**Aim of the task:** Go through the records and copy each line where the string "Target" occurs.
(Provided data)
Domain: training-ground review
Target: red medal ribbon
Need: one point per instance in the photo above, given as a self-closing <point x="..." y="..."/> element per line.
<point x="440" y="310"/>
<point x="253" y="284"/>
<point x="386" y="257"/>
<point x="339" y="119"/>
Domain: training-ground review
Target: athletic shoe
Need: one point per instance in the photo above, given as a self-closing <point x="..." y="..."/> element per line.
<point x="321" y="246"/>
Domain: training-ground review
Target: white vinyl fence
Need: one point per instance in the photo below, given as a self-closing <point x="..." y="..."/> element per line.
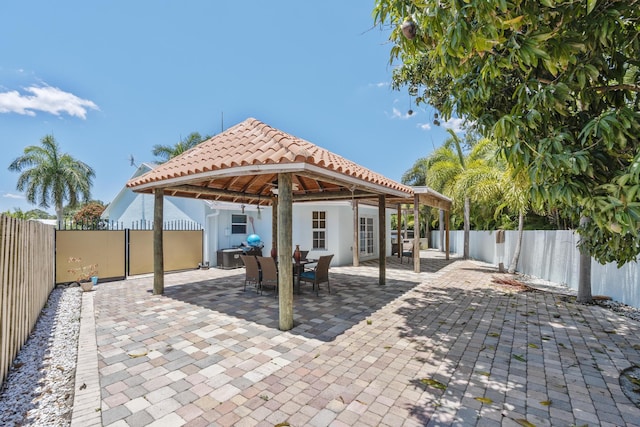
<point x="551" y="255"/>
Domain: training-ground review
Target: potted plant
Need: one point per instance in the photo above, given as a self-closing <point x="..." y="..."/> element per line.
<point x="85" y="275"/>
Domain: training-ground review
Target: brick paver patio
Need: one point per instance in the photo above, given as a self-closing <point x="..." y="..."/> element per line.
<point x="446" y="346"/>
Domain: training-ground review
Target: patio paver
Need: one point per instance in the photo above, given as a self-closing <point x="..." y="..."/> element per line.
<point x="446" y="346"/>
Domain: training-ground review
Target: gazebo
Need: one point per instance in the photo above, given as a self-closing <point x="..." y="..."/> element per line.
<point x="255" y="163"/>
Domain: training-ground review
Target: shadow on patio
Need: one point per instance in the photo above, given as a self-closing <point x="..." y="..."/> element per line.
<point x="355" y="295"/>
(End Provided data)
**Answer space:**
Target: red medal ribbon
Target: athletic shoe
Target: white vinyl fence
Target: potted plant
Target: brick paver patio
Target: patio paver
Target: gazebo
Target: shadow on patio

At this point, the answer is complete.